Exercise directions: Reproduce the records below, substituting "a single marker" for every occurrence of "one pin" and leaving all other text unchanged.

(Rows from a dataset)
■ ■ ■ ■ ■ ■ ■
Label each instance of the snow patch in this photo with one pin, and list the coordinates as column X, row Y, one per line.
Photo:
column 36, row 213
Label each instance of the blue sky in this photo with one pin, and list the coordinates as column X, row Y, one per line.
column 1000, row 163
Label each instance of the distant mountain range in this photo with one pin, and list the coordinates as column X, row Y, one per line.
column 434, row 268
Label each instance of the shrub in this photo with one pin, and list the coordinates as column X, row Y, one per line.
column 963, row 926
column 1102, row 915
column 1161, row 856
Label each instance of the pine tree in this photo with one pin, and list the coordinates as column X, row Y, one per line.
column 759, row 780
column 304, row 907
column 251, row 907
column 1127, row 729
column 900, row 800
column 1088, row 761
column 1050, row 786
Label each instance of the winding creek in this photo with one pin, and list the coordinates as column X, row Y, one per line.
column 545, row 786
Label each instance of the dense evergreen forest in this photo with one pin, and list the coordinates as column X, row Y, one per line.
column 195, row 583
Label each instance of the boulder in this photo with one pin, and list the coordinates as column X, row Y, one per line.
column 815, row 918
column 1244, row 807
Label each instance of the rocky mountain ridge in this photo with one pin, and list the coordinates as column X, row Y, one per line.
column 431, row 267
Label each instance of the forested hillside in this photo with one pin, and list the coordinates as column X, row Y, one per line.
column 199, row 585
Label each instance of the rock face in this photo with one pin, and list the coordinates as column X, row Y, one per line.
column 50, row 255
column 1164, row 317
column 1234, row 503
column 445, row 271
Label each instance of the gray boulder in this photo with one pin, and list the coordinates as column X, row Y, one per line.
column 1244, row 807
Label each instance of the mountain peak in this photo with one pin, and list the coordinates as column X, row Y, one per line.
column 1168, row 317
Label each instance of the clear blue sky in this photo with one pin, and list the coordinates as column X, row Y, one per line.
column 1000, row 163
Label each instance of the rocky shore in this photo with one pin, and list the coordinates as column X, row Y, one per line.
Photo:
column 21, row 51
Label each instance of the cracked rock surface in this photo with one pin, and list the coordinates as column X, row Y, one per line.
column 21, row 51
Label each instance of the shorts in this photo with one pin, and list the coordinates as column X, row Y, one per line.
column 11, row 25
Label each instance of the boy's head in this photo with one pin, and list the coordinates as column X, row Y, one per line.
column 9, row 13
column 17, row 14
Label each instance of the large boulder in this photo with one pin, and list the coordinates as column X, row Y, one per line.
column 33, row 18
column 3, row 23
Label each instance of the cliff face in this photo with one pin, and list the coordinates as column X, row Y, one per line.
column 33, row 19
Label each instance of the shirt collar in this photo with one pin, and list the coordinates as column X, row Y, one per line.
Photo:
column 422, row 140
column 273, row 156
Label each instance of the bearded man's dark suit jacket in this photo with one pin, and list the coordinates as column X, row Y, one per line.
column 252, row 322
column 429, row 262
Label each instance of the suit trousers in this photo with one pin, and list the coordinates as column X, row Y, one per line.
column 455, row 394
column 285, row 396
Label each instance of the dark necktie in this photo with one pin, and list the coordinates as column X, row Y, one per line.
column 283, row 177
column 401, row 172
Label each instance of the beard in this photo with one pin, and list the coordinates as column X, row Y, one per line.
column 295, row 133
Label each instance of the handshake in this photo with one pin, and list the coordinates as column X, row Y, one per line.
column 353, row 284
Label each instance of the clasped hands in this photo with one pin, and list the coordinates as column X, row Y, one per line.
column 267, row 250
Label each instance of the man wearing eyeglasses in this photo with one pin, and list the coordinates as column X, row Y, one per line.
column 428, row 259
■ ■ ■ ■ ■ ■ ■
Written reply:
Label each instance of the snow patch in this photo with a single marker, and list the coordinates as column X, row Y, one per line.
Photo:
column 36, row 213
Label each instance of the blue sky in this photo with a single marker, and list the coordinates as column X, row Y, one per line.
column 1000, row 163
Label each instance of the distant mountain range in this photo with a single marker, and list the coordinates as column X, row Y, one per line.
column 434, row 268
Label each instance of the shrub in this photo with a single marker, and list the coordinates as column X, row Y, one per line.
column 963, row 926
column 1102, row 915
column 1161, row 856
Label each instance of the pine tree in this photo with a single marker, and list the coordinates as column X, row Y, one per line.
column 759, row 780
column 304, row 907
column 251, row 907
column 1127, row 729
column 900, row 800
column 1088, row 761
column 1050, row 786
Label each instance of the winding creek in this photo with a single marker, and list the coordinates as column X, row Y, one per line.
column 545, row 786
Label each instance of the dense evergreen forest in this photo with a single marker, and list the coordinates as column X, row Y, one per line.
column 195, row 583
Label each instance of the boulder in this photo with a single marker, and list the coordinates as column X, row Y, one per line.
column 815, row 918
column 1244, row 807
Label each instance of the rocky mountain ridge in this photo with a single marker, and list the coordinates as column X, row Y, one per line.
column 431, row 267
Label each instance of the forested hillside in this photo with a single marker, and list the coordinates as column X, row Y, one per line.
column 199, row 585
Label each instance of the rock face in this photo with a single marker, and list the coordinates as column X, row Y, one per line.
column 50, row 255
column 1164, row 317
column 1234, row 503
column 445, row 271
Label each instance of the gray boulder in this photo with a single marker, and list the coordinates as column X, row Y, one per line.
column 1244, row 807
Label each instance of the mountain peak in this photo with a single marker, and list the coordinates as column X, row Y, one per line.
column 1168, row 317
Label each instance of the clear blue sky in this photo with a single marker, and list the coordinates as column X, row Y, one per line.
column 1000, row 163
Label each instance of the rocky shore in this photo with a single marker, and list the coordinates as column X, row Y, one per line.
Photo:
column 21, row 51
Label each instance of the cracked rock surface in this photo with a single marker, and list the coordinates as column X, row Y, one per line.
column 21, row 51
Label each instance of the shorts in this photo with a single marker, and list the coordinates as column X, row Y, one per line.
column 11, row 25
Label each instance of the boy's head in this photo with a single marker, and list the coordinates as column X, row Y, one per line.
column 9, row 13
column 17, row 14
Label each instance of the large boulder in this photo with a single marker, and list the coordinates as column X, row Y, one per line.
column 33, row 18
column 3, row 23
Label each instance of the cliff face in this photo with a single marker, and list the coordinates as column X, row Y, one per line.
column 33, row 19
Label each instance of the shirt collar in this photo with a single marker, and list the coordinates as column X, row Y, one per line.
Photo:
column 422, row 140
column 273, row 156
Label each instance of the bearded man's dark suit jacket in this photo with a single marker, and list the coordinates as column X, row Y, one per line.
column 252, row 322
column 429, row 262
Label each instance of the suit trousers in this photo with a single marker, and list the coordinates as column X, row Y, one per line.
column 455, row 394
column 285, row 396
Label each instance of the dark necktie in this photo with a single marker, and list the coordinates as column X, row Y, one per line.
column 283, row 177
column 401, row 172
Label each instance of the beard in this photo with a single marker, and list the coordinates as column X, row Y, one per line.
column 295, row 133
Label each instance of the handshake in this photo with a single marker, and list the coordinates as column X, row Y, one per line.
column 353, row 284
Label each instance of the clasped hands in this photo with a single marker, and list the coordinates as column X, row Y, one per line.
column 267, row 250
Label each instance of the man wearing eyeglasses in this photo with a single marker, and list the coordinates as column X, row Y, one per line.
column 428, row 259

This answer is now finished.